-------- DATASET ENTRIES

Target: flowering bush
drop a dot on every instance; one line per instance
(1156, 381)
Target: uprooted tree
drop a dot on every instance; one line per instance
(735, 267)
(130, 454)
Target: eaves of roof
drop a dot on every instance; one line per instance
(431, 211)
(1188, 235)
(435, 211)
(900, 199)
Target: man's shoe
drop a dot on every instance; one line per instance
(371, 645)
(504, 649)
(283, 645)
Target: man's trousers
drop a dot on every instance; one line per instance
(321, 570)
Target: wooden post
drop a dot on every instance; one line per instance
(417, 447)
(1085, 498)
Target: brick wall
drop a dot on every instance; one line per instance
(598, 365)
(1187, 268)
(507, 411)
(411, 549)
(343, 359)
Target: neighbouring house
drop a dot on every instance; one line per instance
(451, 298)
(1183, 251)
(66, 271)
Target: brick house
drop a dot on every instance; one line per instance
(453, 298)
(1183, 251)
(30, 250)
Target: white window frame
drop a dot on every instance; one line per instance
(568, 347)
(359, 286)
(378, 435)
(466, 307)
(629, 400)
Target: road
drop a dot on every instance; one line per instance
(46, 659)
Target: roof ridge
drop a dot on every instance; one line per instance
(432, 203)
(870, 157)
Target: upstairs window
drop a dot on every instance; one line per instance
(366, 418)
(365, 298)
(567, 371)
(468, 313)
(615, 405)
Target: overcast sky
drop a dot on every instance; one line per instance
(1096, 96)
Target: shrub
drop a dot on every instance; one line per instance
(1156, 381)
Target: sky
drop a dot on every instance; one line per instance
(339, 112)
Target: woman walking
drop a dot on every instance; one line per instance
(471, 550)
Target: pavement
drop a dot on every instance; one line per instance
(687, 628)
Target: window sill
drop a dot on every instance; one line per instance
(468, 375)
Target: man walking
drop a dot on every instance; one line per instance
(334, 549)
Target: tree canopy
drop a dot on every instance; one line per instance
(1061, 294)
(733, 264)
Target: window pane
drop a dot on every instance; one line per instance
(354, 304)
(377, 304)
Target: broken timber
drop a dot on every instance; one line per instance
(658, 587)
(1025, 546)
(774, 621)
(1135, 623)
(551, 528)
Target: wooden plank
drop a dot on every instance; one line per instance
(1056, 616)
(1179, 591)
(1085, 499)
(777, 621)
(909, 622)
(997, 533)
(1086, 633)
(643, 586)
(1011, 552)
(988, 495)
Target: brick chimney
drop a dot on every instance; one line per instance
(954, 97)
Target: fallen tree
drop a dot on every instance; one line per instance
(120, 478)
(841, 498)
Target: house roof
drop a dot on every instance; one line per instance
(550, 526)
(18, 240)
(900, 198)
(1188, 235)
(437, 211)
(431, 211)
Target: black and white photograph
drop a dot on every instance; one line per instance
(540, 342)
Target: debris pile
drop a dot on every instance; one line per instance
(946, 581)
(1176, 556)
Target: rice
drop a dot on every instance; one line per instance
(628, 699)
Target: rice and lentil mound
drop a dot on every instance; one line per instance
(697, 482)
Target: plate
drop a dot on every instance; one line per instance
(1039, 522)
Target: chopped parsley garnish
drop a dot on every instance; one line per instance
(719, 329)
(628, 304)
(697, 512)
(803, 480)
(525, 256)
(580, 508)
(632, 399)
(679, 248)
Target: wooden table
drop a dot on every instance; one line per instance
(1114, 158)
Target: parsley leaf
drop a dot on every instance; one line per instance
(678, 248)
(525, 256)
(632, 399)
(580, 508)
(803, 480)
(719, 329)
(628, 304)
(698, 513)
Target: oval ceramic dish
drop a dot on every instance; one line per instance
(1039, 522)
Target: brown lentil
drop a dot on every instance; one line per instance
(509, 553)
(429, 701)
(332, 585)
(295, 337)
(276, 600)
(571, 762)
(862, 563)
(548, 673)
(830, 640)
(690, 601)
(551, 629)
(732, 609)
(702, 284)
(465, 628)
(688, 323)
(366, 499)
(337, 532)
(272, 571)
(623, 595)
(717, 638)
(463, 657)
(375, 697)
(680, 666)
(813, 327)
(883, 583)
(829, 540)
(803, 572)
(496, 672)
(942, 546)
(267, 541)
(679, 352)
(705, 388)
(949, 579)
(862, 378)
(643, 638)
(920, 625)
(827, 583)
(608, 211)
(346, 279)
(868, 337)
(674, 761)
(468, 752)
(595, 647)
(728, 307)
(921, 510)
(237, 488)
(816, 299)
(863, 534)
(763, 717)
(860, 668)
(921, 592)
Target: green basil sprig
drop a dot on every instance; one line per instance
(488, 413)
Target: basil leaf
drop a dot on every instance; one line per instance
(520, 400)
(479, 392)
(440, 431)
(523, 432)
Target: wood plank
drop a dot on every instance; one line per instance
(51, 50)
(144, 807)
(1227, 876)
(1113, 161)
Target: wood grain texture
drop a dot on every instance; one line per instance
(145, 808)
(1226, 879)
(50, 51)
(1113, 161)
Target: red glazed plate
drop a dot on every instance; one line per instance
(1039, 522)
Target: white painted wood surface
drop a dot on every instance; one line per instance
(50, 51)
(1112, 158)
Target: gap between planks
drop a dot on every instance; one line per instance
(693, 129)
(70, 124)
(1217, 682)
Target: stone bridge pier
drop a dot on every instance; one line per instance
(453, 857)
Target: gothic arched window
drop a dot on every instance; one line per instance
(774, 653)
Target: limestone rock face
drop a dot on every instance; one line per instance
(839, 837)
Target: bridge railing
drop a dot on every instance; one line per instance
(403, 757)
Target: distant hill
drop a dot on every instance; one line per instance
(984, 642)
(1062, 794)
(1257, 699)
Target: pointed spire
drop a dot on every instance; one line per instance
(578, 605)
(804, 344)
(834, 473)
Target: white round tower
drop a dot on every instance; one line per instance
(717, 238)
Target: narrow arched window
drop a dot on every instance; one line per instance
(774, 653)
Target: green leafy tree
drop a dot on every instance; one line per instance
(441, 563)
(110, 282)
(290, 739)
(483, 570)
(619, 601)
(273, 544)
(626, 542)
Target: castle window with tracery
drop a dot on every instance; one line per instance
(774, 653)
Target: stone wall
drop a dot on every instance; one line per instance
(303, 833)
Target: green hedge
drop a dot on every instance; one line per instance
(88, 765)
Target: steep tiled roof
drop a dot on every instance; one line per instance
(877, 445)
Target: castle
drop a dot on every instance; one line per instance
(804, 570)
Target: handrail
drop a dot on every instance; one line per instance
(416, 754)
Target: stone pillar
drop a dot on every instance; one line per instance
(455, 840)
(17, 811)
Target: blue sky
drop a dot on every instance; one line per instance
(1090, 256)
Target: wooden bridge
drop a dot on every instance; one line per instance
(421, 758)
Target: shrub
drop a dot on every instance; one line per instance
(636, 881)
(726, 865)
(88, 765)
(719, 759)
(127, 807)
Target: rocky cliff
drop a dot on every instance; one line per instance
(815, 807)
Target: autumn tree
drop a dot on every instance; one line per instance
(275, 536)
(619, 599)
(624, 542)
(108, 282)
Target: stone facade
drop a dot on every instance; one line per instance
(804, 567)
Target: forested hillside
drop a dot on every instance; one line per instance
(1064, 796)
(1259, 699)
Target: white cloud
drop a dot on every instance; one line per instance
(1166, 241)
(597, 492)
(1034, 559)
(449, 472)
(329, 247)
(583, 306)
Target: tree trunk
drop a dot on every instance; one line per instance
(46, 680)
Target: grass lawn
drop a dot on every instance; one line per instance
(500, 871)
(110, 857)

----------------

*EXERCISE DIRECTIONS*: Repeat the data above. Change nothing.

*SOLUTION TO THIS TASK*:
Target: flowering bush
drop a dot on every instance; one line per instance
(1156, 381)
Target: uprooted tree
drop a dot on every instance; one line per instance
(735, 267)
(130, 454)
Target: eaves of roof
drop a dot on every instance; one line per instance
(431, 211)
(1188, 235)
(435, 211)
(900, 199)
Target: man's shoe
drop a dot on every instance; one line per instance
(371, 645)
(504, 649)
(283, 645)
Target: man's trousers
drop a dot on every instance; one line per instance
(321, 570)
Target: wooden post
drop a dot on every instance; one line per instance
(417, 447)
(1085, 498)
Target: brick wall
drop a dot on every instance; one line per instance
(598, 365)
(1187, 268)
(507, 411)
(411, 549)
(343, 359)
Target: neighbouring house
drop a dot on every instance; one line per instance
(451, 298)
(1183, 251)
(66, 271)
Target: brick house
drop a dot on every instance; one line per instance
(453, 298)
(1183, 251)
(30, 250)
Target: white window frame
drop a dot on every instance; one line per instance
(568, 347)
(359, 286)
(378, 435)
(466, 307)
(629, 400)
Target: road
drop a dot on every instance; one line per instance
(46, 659)
Target: roof ridge
drop a dot on every instance; one line per instance
(432, 203)
(870, 157)
Target: upstairs window
drop a dot on every instance; one line per instance
(366, 418)
(365, 298)
(567, 371)
(468, 313)
(615, 405)
Target: overcast sky
drop a dot on every instance; one line per instance
(1096, 96)
Target: shrub
drop a dot on every instance; one line per instance
(1156, 381)
Target: sky
drop a dot on every instance; one line per instance
(339, 112)
Target: woman walking
drop a dot on every instance; one line per instance
(471, 550)
Target: pavement
drop a dot on every instance; one line per instance
(687, 628)
Target: window sill
drop a dot on every instance; one line per instance
(468, 375)
Target: man walking
drop a dot on every instance; one line per instance
(334, 549)
Target: tree canopy
drop a dot on every instance; one line per instance
(1061, 294)
(733, 264)
Target: window pane
drop a dot on every instance; one line per instance
(354, 304)
(377, 304)
Target: broken timber
drop a dot on every instance; one line per instance
(658, 587)
(1025, 546)
(774, 621)
(1135, 623)
(551, 528)
Target: wooden plank
drop a dot on every instance; one line per instance
(1056, 616)
(1179, 591)
(1085, 499)
(777, 621)
(909, 622)
(997, 533)
(1086, 633)
(643, 586)
(1011, 552)
(988, 495)
Target: brick chimney
drop a dot on every instance; one line per instance
(954, 97)
Target: fallen tree
drop a dot on every instance; one line per instance
(120, 478)
(841, 498)
Target: house roof
drop a dot on every instance; one line per instance
(550, 526)
(18, 240)
(900, 198)
(1188, 235)
(437, 211)
(431, 211)
Target: black and white photograph
drop a dot on every instance; one line per instance
(540, 342)
Target: debris pile
drop a dot on every instance; one line per instance
(946, 581)
(1176, 556)
Target: rice
drop a dot on every instance; one line per instance
(628, 699)
Target: rice and lentil mound
drop a dot on every instance; one line per instance
(697, 482)
Target: plate
drop a dot on every instance; one line per instance
(1039, 522)
Target: chopped parsley garnish
drop a dot on every instance; one line per instance
(719, 329)
(628, 304)
(697, 512)
(803, 480)
(525, 256)
(580, 508)
(632, 399)
(679, 248)
Target: wooden table
drop a dot on every instance; one line per instance
(1114, 158)
Target: parsley leaf
drop a dot on every instance; one line per instance
(678, 248)
(525, 256)
(632, 399)
(580, 508)
(803, 480)
(719, 329)
(628, 304)
(698, 513)
Target: oval ceramic dish
drop a dot on every instance; one line per instance
(1039, 522)
Target: brown lentil
drop a dot on every instance; one line per instance
(509, 553)
(429, 701)
(332, 585)
(295, 337)
(276, 600)
(571, 762)
(862, 563)
(548, 673)
(830, 640)
(690, 601)
(551, 629)
(732, 609)
(702, 284)
(465, 628)
(688, 323)
(366, 499)
(337, 532)
(272, 571)
(623, 595)
(717, 638)
(463, 657)
(375, 697)
(680, 666)
(813, 327)
(883, 583)
(829, 540)
(803, 572)
(496, 672)
(942, 546)
(267, 541)
(679, 352)
(705, 388)
(949, 579)
(862, 378)
(643, 638)
(920, 625)
(827, 583)
(608, 211)
(346, 279)
(868, 337)
(674, 761)
(468, 752)
(595, 647)
(728, 307)
(921, 510)
(237, 488)
(816, 299)
(863, 534)
(763, 717)
(860, 668)
(921, 592)
Target: green basil sprig
drop a dot on every instance; one line per instance
(488, 413)
Target: basil leaf
drop a dot on every instance; one line per instance
(520, 400)
(479, 392)
(440, 431)
(523, 432)
Target: wood plank
drop a dot on every instance; one line per instance
(51, 50)
(144, 807)
(1227, 876)
(1113, 161)
Target: wood grain texture
drop a dot on every instance; one line per instance
(145, 808)
(1226, 879)
(50, 51)
(1113, 161)
Target: red glazed plate
drop a dot on every instance; one line per instance
(1039, 522)
Target: white painted wood surface
drop a dot on every instance; one line per instance
(50, 51)
(1112, 158)
Target: gap between planks
drop a dot on every instance; one line per instance
(693, 129)
(70, 124)
(1217, 682)
Target: stone bridge pier
drop a dot on every instance; one line per instance
(453, 857)
Target: gothic arched window
drop a dot on every instance; one line per instance
(774, 653)
Target: limestone rock face
drop a dot on every instance; one line per instance
(839, 837)
Target: bridge railing
drop a dot on every instance; one line per instance
(403, 757)
Target: distant hill
drop a dot on every instance; one line per instance
(984, 642)
(1062, 794)
(1257, 699)
Target: pointed spire
drop a dot on every instance; one line per instance
(578, 605)
(804, 344)
(834, 473)
Target: white round tower
drop a dot on every instance; one line per instance
(717, 238)
Target: narrow arched window
drop a dot on every instance; one line per instance
(774, 653)
Target: green leafy tree
drop a dot on every instance; one line per instance
(441, 563)
(110, 282)
(290, 739)
(483, 570)
(619, 601)
(273, 544)
(626, 542)
Target: castle window with tracery
drop a dot on every instance; one line per instance
(774, 653)
Target: stone wall
drop a dot on every instance; one line per instance
(303, 833)
Target: green hedge
drop a dot on every instance; one line per instance
(88, 765)
Target: steep tiled roof
drop a dot on every instance; one line per instance
(877, 445)
Target: castle
drop a dot on every instance; one line per instance
(804, 570)
Target: handrail
drop a dot on every instance; one line per instance
(416, 754)
Target: stone pillar
drop a dot on every instance; one line per instance
(455, 840)
(17, 811)
Target: blue sky
drop a dot on every instance; one line per instance
(1090, 256)
Target: wooden bridge
drop a dot on every instance; one line per instance
(421, 758)
Target: shrub
drop a dot on every instance; one line per instance
(636, 881)
(726, 865)
(88, 765)
(719, 759)
(127, 807)
Target: rocky cliff
drop a dot on every instance; one line per instance
(815, 807)
Target: autumn tree
drop a dot on every instance; one line per instance
(275, 536)
(619, 599)
(624, 542)
(108, 282)
Target: stone facade
drop a dot on every instance; one line per instance
(804, 567)
Target: forested hillside
drop a dot on every instance; one line per instance
(1064, 796)
(1259, 699)
Target: white cloud
drop a dot on every instance; one line per instance
(1166, 241)
(597, 492)
(1034, 559)
(449, 472)
(329, 247)
(583, 306)
Target: tree trunk
drop a dot on every instance; one line per instance
(46, 680)
Target: grass lawn
drop a dot on every instance; one line per instance
(500, 871)
(110, 857)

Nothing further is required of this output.